§ TASK INSTRUCTIONS: In the records below, replace "narrow footpath" with "dirt trail" and write out again only the lines from the line with "the baseball field" up to and including the line with "(1106, 622)". Leave everything else unchanged.
** start of AVAILABLE RECORDS **
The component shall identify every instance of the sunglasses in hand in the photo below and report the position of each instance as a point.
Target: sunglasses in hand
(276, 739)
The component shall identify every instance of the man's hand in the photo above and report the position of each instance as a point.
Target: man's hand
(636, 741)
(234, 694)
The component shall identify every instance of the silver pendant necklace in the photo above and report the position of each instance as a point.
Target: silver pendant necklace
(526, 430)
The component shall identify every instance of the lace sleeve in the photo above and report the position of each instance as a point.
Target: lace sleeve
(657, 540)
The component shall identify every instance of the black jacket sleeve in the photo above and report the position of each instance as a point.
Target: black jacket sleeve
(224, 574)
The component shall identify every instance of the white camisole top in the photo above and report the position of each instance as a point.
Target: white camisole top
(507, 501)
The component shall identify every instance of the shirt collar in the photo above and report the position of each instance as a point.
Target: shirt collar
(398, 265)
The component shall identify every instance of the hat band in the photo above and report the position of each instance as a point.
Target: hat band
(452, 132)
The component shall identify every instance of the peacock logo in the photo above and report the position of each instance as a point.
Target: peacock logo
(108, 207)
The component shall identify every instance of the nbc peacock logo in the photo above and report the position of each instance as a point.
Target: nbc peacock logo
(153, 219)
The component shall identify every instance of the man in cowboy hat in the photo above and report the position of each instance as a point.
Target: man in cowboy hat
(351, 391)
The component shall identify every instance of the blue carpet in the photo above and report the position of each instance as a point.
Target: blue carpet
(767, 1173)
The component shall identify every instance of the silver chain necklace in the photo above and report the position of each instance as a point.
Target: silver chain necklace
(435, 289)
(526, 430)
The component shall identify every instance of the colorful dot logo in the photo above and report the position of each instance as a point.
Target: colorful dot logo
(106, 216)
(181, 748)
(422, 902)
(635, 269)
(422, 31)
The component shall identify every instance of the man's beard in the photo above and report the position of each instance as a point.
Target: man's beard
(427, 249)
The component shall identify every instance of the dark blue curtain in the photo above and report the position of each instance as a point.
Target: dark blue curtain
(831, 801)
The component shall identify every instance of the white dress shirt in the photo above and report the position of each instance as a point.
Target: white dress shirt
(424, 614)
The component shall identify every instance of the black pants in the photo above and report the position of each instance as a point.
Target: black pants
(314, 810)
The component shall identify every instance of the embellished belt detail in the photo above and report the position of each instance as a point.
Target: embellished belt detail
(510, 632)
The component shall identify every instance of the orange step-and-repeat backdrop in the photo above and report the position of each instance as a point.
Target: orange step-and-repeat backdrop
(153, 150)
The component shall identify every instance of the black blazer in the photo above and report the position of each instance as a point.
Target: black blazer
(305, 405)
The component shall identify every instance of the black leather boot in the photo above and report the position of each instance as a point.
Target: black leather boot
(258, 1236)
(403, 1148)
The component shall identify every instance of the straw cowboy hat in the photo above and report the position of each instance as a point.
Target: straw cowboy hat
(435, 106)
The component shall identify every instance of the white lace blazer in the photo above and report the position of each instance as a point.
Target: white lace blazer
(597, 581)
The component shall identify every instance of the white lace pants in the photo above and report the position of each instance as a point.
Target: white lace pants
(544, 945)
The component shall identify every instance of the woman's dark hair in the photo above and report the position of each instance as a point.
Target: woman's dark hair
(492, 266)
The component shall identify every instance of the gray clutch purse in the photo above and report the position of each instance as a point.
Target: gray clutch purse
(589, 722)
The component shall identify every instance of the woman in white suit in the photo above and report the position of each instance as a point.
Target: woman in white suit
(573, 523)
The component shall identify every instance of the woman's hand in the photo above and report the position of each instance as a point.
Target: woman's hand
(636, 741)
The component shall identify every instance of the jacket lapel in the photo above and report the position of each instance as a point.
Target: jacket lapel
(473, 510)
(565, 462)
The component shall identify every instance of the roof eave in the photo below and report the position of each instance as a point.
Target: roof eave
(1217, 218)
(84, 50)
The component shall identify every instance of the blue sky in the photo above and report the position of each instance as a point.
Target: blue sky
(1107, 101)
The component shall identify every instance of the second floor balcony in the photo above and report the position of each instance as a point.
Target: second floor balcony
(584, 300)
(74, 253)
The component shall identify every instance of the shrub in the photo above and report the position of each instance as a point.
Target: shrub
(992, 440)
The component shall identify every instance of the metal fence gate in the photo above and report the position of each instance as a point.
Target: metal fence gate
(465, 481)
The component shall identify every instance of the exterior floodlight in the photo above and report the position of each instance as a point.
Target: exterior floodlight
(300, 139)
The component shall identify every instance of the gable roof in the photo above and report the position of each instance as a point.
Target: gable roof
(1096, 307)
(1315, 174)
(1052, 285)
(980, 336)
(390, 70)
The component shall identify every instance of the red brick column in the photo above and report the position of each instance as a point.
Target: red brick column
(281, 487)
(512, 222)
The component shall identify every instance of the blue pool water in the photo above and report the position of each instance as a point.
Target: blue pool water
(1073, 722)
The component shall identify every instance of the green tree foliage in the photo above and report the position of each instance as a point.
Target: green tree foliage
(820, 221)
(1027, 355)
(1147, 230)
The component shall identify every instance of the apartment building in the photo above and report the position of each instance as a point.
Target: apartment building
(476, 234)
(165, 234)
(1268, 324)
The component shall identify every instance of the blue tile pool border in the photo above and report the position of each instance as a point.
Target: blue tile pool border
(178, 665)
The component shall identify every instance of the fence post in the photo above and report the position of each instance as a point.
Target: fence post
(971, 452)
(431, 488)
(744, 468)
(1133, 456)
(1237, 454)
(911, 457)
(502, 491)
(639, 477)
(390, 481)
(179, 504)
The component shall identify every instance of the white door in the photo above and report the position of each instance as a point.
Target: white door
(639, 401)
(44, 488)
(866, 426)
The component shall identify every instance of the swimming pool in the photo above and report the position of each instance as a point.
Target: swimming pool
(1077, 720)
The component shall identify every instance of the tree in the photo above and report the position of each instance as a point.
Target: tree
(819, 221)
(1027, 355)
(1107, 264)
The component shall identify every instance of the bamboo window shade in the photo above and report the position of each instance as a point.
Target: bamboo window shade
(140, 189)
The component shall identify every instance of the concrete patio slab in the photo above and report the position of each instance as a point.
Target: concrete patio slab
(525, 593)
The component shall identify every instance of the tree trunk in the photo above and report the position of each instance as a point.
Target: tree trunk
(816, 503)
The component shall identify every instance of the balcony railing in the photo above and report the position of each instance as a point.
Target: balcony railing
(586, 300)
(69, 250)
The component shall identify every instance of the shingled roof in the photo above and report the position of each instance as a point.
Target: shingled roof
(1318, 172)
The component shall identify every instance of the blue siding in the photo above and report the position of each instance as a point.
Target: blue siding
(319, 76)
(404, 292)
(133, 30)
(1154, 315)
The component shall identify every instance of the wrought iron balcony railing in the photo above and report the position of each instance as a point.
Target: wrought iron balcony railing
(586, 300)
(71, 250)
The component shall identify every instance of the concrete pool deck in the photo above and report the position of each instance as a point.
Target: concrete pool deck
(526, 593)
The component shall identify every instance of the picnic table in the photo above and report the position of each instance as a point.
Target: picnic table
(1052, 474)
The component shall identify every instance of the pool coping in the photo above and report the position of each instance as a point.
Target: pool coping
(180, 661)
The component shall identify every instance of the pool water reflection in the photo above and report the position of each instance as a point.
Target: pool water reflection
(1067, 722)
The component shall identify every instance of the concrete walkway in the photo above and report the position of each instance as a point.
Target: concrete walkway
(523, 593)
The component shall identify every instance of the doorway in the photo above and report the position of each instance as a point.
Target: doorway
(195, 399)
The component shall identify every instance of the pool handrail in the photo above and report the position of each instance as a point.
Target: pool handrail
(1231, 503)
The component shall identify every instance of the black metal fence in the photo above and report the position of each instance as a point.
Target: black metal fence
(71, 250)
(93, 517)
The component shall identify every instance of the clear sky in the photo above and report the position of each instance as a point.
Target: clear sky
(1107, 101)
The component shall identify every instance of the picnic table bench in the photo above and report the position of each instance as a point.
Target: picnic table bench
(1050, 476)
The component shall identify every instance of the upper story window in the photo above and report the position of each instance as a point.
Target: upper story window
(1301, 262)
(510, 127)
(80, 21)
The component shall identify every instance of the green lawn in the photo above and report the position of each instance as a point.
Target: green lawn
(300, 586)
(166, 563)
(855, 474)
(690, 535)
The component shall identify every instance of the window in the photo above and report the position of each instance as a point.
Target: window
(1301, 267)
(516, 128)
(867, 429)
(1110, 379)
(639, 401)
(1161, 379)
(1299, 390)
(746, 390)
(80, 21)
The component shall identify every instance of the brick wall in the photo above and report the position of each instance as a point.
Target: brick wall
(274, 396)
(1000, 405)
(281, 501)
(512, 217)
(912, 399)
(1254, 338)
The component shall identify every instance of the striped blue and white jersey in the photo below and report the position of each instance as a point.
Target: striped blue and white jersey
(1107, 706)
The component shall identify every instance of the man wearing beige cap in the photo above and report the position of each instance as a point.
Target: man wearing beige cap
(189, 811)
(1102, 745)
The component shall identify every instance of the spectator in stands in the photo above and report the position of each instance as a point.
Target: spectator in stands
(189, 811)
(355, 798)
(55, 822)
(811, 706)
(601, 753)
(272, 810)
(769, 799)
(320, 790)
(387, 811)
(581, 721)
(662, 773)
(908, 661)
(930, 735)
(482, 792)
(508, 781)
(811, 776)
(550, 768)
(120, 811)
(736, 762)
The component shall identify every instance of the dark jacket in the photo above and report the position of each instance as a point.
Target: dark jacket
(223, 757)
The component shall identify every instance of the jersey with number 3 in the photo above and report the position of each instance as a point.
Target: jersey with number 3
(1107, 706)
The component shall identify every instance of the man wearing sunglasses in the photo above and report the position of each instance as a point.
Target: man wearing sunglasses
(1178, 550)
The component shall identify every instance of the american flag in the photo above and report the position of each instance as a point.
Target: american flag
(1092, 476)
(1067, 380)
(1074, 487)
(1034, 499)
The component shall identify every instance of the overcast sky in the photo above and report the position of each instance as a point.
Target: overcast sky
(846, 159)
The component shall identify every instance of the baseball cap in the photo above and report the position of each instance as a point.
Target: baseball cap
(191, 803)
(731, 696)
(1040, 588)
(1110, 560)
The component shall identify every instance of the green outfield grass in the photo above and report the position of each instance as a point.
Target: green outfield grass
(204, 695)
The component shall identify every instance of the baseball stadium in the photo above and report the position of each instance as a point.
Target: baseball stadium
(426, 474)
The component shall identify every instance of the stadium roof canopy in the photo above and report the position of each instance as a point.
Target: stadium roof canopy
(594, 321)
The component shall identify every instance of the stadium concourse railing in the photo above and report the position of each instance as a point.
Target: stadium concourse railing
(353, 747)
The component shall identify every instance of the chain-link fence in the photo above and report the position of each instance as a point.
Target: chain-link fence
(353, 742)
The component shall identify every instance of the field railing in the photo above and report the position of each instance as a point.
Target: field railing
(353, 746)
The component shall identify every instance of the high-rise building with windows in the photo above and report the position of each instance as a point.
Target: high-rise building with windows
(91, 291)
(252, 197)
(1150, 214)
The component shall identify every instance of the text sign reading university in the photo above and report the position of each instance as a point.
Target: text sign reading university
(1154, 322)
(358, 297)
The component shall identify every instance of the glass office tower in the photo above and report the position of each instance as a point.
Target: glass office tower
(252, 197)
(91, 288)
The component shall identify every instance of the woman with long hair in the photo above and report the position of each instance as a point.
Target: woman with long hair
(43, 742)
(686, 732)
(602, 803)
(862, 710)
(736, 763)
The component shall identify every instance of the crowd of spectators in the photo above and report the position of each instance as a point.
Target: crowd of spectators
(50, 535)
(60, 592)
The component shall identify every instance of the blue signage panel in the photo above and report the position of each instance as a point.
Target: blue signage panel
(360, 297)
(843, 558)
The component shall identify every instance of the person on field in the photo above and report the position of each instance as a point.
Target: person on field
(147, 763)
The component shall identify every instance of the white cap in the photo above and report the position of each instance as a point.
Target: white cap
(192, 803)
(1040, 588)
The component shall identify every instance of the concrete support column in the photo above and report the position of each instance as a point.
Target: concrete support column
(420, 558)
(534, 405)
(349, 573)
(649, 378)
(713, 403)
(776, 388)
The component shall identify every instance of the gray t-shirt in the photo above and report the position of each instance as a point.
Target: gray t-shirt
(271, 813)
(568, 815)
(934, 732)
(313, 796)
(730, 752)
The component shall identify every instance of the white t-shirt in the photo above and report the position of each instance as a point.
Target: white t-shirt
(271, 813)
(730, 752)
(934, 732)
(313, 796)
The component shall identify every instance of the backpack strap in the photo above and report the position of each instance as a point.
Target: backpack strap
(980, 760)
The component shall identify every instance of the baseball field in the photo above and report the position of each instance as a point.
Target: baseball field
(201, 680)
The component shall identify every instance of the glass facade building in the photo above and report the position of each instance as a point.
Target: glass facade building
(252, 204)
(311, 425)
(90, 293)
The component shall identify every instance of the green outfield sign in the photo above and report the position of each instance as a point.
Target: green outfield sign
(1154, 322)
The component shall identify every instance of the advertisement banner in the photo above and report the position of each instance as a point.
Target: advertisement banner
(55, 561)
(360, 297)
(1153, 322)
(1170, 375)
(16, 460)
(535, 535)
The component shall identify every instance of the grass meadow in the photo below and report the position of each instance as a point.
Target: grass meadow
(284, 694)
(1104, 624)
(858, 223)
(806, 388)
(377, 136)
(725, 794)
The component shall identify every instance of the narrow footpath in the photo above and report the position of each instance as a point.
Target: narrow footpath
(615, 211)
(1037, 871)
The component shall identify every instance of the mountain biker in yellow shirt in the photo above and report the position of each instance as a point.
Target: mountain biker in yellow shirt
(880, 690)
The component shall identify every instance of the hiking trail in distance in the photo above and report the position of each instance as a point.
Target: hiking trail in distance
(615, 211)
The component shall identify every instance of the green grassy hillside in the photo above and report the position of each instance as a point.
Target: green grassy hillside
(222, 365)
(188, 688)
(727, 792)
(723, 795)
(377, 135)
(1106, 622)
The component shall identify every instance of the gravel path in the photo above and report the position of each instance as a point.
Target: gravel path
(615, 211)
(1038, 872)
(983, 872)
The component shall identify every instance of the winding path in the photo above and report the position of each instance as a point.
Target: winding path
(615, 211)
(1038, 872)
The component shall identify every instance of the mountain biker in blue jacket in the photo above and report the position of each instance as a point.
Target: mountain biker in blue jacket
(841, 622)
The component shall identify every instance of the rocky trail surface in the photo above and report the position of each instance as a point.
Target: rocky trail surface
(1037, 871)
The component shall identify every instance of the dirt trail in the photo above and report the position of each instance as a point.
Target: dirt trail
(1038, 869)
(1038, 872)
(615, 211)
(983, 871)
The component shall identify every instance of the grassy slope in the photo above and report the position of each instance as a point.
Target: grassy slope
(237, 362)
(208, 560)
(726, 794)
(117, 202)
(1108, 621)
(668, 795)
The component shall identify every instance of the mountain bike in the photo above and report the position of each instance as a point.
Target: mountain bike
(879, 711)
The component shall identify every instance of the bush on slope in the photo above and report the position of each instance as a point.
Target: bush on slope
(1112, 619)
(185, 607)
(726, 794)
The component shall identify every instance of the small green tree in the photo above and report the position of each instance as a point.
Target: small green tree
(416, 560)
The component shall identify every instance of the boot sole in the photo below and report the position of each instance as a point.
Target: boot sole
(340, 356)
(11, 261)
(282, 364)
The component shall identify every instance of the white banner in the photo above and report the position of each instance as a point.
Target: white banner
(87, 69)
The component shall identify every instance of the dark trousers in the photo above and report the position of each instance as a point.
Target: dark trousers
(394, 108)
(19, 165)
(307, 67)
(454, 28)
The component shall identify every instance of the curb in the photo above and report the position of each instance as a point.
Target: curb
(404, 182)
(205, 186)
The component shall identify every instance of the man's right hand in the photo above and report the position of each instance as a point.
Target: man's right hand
** end of AVAILABLE RECORDS **
§ SOLUTION FOR THIS EXERCISE:
The component shall identify every instance of the baseball field in the photo above and report the position of each instance as a point.
Target: baseball field
(201, 680)
The component shall identify every instance of the glass facade building in the photo above and report the position of each instance as a point.
Target: glass facade building
(252, 204)
(311, 425)
(90, 293)
The component shall identify every instance of the green outfield sign in the photo above and report the position of each instance as a point.
Target: green outfield sign
(1154, 322)
The component shall identify every instance of the advertisement banner in the photo above and report the position of each instance as a point.
Target: advertisement banner
(55, 561)
(360, 297)
(1153, 322)
(1170, 375)
(16, 460)
(535, 535)
The component shall identify every instance of the grass meadow in the photo below and report the position of each instance as a point.
Target: grass meadow
(284, 694)
(1104, 624)
(858, 223)
(806, 388)
(377, 136)
(725, 794)
The component shall identify every instance of the dirt trail in the photo above and report the position of each instance as a point.
Target: dirt trail
(615, 211)
(1037, 871)
The component shall identify every instance of the mountain biker in yellow shirt in the photo above and report the position of each instance as a point.
Target: mountain biker in yellow shirt
(880, 690)
The component shall identify every instance of the hiking trail in distance in the photo above and report the position of each instance as a point.
Target: hiking trail in distance
(615, 211)
The component shall identify every instance of the green grassy hillside in the photo above and report the position of each instance as a point.
Target: green grassy hillside
(222, 365)
(188, 688)
(727, 792)
(723, 795)
(377, 135)
(1106, 622)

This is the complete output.